# [任务要求]
**1)** 请说明下方清单中含有字符串“vase”的行数，区分大小写，只回答一个数字。
**2)** 请接着下方那篇BERT代码解析文章的末尾继续往下写。

在这里,我分享以下我对于BERT的主体网络代码的解析,因为时间有限,进行的比较仓促,难免会有错误,希望大家多多指教。

对于代码,我使用的是他人复现的pytorch版本。

paper:https://arxiv.org/pdf/1810.04805.pdf&usg=ALkJrhhzxlCL6yTht2BRmH9atgvKFxHsxQ

code:https://github.com/codertimo/BERT-pytorch

1. BERT主体网络代码,对于其中的Transformer的细节我并没有加进去,需要的同学可以去上面的仓库中寻找。

import torch.nn as nn
import torch
import math
from .attention import MultiHeadedAttention
from .utils import SublayerConnection, PositionwiseFeedForward
#-----------------------------------------------------------------#
# BERT: Bidirectional Encoder Representations from Transformers
# 可以直译为BERT:使用Transformer的双向编码器表示
#-----------------------------------------------------------------#
class BERT(nn.Module):
    def __init__(self, vocab_size, hidden=768, n_layers=12, attn_heads=12, dropout=0.1):
        super(BERT,self).__init__()
        """
        :param vocab_size: vocab_size of total words
        :param hidden: BERT model hidden size
        :param n_layers: numbers of Transformer blocks(layers),为Transformer中的encoder的层数
        :param attn_heads: number of attention heads
        :param dropout: dropout rate
        """
        self.hidden     = hidden
        self.n_layers   = n_layers
        self.attn_heads = attn_heads
        #----------------------------------------------#
        # 对于Feed Forward Network,paper中指出
        # 对于feed_forward_hidden他们使用了4*hidden_size
        #----------------------------------------------#
        self.feed_forward_hidden = hidden * 4
        #----------------------------------------------#
        # 对于BERT的编码操作,在这里是positional, segment
        # 以及token embeddings的sum操作
        #----------------------------------------------#
        self.embedding = BERTEmbedding(vocab_size=vocab_size, embed_size=hidden)
        #-------------------------------------------------#
        # 具有多层transformer encoder的transformer结构
        #-------------------------------------------------#
        self.transformer_blocks = nn.ModuleList([TransformerBlock(hidden, attn_heads, hidden * 4, dropout) for _ in range(n_layers)])

# [所给数据]
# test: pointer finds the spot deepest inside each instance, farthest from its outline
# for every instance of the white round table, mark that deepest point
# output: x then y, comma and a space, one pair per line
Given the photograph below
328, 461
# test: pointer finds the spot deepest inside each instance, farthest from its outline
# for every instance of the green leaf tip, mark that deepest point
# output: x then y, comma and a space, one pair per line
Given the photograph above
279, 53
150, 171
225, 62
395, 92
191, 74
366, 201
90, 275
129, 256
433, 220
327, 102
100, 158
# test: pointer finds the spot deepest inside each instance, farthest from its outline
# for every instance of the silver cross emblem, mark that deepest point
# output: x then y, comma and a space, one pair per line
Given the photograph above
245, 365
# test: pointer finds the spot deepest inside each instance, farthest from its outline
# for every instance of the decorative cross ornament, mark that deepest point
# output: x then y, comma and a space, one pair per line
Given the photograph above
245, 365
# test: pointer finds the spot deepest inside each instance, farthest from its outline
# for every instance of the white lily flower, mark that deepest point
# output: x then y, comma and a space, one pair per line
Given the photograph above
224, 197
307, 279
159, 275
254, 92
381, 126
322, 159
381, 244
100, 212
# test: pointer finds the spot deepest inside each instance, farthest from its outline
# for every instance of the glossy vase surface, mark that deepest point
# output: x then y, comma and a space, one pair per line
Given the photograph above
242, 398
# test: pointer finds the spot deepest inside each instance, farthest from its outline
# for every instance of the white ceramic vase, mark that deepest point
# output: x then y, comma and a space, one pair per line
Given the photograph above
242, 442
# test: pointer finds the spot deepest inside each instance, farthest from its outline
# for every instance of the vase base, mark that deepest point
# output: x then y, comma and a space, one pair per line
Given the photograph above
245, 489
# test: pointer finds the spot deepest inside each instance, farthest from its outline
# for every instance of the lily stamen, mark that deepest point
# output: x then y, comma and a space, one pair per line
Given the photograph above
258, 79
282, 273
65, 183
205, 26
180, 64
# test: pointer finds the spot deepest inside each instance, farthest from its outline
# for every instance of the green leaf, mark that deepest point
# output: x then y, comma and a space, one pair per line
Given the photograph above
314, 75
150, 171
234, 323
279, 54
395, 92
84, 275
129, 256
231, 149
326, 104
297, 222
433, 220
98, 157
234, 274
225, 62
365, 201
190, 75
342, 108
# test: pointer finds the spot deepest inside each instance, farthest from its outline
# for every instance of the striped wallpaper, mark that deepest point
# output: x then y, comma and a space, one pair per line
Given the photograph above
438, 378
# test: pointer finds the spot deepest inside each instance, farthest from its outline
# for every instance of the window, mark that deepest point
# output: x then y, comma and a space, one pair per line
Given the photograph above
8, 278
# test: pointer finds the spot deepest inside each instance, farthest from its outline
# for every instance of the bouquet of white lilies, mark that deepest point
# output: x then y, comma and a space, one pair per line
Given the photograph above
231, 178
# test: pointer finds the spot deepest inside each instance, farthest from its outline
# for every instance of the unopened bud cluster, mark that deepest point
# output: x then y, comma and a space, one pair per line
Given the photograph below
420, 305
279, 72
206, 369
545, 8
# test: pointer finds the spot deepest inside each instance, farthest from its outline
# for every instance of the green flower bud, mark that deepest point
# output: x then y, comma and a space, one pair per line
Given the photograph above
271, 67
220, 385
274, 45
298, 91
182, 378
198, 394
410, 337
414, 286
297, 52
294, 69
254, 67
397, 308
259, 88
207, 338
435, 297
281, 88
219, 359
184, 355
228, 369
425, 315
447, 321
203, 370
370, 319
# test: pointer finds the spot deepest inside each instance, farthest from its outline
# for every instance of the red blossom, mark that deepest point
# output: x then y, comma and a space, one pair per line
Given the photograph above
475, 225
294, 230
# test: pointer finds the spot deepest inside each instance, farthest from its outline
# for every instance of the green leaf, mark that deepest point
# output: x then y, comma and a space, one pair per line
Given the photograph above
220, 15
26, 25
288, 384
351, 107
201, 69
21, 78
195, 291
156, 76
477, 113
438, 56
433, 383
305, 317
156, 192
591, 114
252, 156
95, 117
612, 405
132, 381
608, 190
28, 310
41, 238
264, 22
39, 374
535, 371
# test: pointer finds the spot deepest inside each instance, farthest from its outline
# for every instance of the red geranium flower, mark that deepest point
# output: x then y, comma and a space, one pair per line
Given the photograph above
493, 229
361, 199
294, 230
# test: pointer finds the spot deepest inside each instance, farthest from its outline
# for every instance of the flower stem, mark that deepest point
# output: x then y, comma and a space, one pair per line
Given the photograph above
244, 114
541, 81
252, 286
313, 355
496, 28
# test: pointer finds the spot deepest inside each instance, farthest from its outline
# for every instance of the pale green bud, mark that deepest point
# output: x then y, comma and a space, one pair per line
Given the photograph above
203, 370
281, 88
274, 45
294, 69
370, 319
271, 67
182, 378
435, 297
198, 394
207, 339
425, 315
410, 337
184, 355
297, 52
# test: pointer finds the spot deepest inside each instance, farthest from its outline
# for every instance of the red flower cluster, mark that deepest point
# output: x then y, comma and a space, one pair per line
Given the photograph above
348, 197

# [练习结果]
**1)** 3

**2)**
    def forward(self, x, segment_info):
        # attention masking for padded token
        # torch.ByteTensor([batch_size, 1, seq_len, seq_len)
        mask = (x > 0).unsqueeze(1).repeat(1, x.size(1), 1).unsqueeze(1)
        #---------------------------------------------------#
        # 将一条句子嵌入转换为sequence of vectors
        #---------------------------------------------------#
        x = self.embedding(x, segment_info)
        #---------------------------------------------------#
        # pass through transformer layers
        #---------------------------------------------------#
        for transformer in self.transformer_blocks:
            x = transformer.forward(x, mask)

        return x

#---------------------------------------------------------------------------------#
# BERTEmbedding这一个类的定义
#    BERT Embedding which is consisted with under features
#       1. TokenEmbedding : normal embedding matrix
#       2. PositionalEmbedding : adding positional information using sin, cos
#       3. SegmentEmbedding : adding sentence segment info, (sent_A:1, sent_B:2)
#---------------------------------------------------------------------------------#
class BERTEmbedding(nn.Module):
    def __init__(self, vocab_size, embed_size, dropout=0.1):
        """
        :param vocab_size: total vocab size
        :param embed_size: embedding size of token embedding
        :param dropout: dropout rate
        """
        super(BERTEmbedding,self).__init__()
        self.embed_size = embed_size
        self.token      = TokenEmbedding(vocab_size=vocab_size, embed_size=embed_size)
        self.position   = PositionalEmbedding(d_model=self.token.embedding_dim)
        self.segment    = SegmentEmbedding(embed_size=self.token.embedding_dim)
        self.dropout    = nn.Dropout(p=dropout)
    #------------------------------------------------------------------------#
    # 将TokenEmbedding,PositionalEmbedding以及SegmentEmbedding
    # 三部分相加,之后过Dropout来降低过拟合发生的风险,最后得出BERTEmbedding这一个类的输出
    #------------------------------------------------------------------------#
    def forward(self, sequence, segment_label):
        x = self.token(sequence) + self.position(sequence) + self.segment(segment_label)
        return self.dropout(x)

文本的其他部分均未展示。